Perry, whom Democrats have subpoenaed for documents related to Trump and Ukraine, suggested in a Fox Business interview Wednesday that abiding by precedent included holding a vote on the impeachment inquiry — something House Republicans have demanded but House Speaker Nancy Pelosi, D-Calif., has said is not required.

Perry, who announced last week that he will step down, has emerged as a central figure in Trump’s efforts to get Ukraine to open an investigation into the Biden family and the 2016 election. The energy secretary was one of a cadre of officials — including now-former special envoy for Ukraine Kurt Volker, Ambassador to the European Union Gordon Sondland, and Trump’s personal lawyer Rudy Giuliani — who ran an “irregular” channel of U.S. policymaking on the country, according to acting U.S. Ambassador to Ukraine Bill Taylor’s testimony Tuesdaybefore the House committees leading the impeachment inquiry.

Energy Secretary Rick Perry testifies before the Senate Energy and Natural Resources Committee during a hearing on the President's budget request for Fiscal Year 2020, Tuesday, April 2, 2019.Patrick Semansky / AP file

Schumer says GOP 'conspiracy conjuring needs to stop'

Senate Minority Leader Chuck Schumer, D-NY, appeared in a policy lunch stakeout and said that the two articles of impeachment against President Trump — abuse of power and obstruction of Congress — demand that all senators “put country over party and examine the evidence uncovered by the House without prejudice, without partisanship.”

Schumer also criticized Republican lawmakers who have pushed the debunked theory that Ukraine interfered in the 2016 election.

“The conspiracy conjuring needs to stop,” Schumer said.

He also said that for the Democrats in the Senate running for president that their presence for a potential impeachment trial “has to come first,” and that “scheduling concerns are secondary to doing this the right way.”

Pence says Trump is 'standing strong'

Vice President Pence stopped by a diner in Pennsylvania and was asked by a guest how the president was "holding up." 

"He's just standing strong," Pence said. "Look at it today, they're going to announce we got a trade deal done, going to the floor of the Congress — USMCA. Before the end of the day here, we got a defense bill done with a pay raise for our troops." 

"He's a believer, he's a believer," said Pence, who added: "He really is the real deal." 

He also ordered a Reuben sandwich. 


Grassley says Senate will do its duty 'with fairness and clear eyes'

Sen. Chuck Grassley, R-IA, said on Tuesday that the "Democrats’ desire to overturn the 2016 election by impeaching President Trump has been abundantly clear since before he took the oath of office. But try as they might, they’ve struggled to arrive at a charge that can stand up to scrutiny.”

“If the House decides to move forward, the Senate will do its constitutional duty with fairness and clear eyes, not blind partisanship,” Grassley's statement said. 

McConnell talks timeline

Senate Majority Leader Mitch McConnell, R-KY, opened up the GOP leadership presser saying that the Senate will not be able to process the USMCA this year, saying it will have to wait until after the impeachment trial.

Asked when the Senate might reconvene in the New Year, McConnell didn't answer directly. He joked that it would be shortly after the college football bowl games end. 

The National Championship game is Jan. 13. 

Bill Clinton says Americans should go about their lives

Former President Bill Clinton, no stranger to impeachment, said: "Congress is doing what they believe is right."

■ Data extract ■
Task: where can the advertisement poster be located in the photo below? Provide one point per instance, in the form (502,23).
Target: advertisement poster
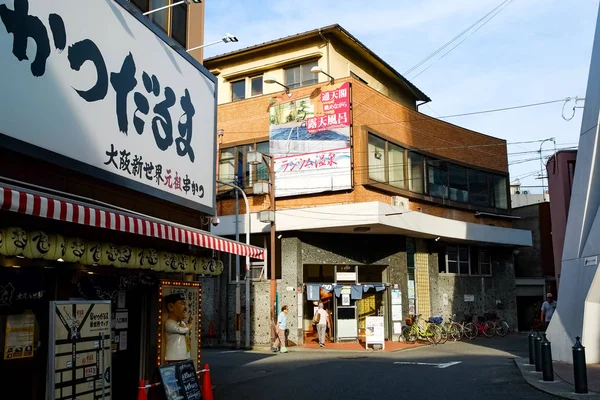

■ Challenge A ■
Answer these questions from the impeachment excerpt:
(i) What sandwich did Pence order at the diner?
(ii) On what date is the National Championship game?
(iii) Which two articles of impeachment against President Trump did Schumer name?
■ Challenge B ■
Using the impeachment excerpt, name every member of the cadre of officials that, according to Bill Taylor's testimony, ran an "irregular" channel of U.S. policymaking on Ukraine.
■ Challenge C ■
Rewrite the stretch of the impeachment excerpt from "Senate Majority Leader" through "bowl games end.", swapping in "news conference" wherever "presser" appears.

■ Written response A ■
(i) A Reuben sandwich.
(ii) Jan. 13.
(iii) Abuse of power and obstruction of Congress.

■ Written response B ■
Rick Perry (the energy secretary), Kurt Volker, Gordon Sondland, Rudy Giuliani

■ Written response C ■
Senate Majority Leader Mitch McConnell, R-KY, opened up the GOP leadership news conference saying that the Senate will not be able to process the USMCA this year, saying it will have to wait until after the impeachment trial.

Asked when the Senate might reconvene in the New Year, McConnell didn't answer directly. He joked that it would be shortly after the college football bowl games end.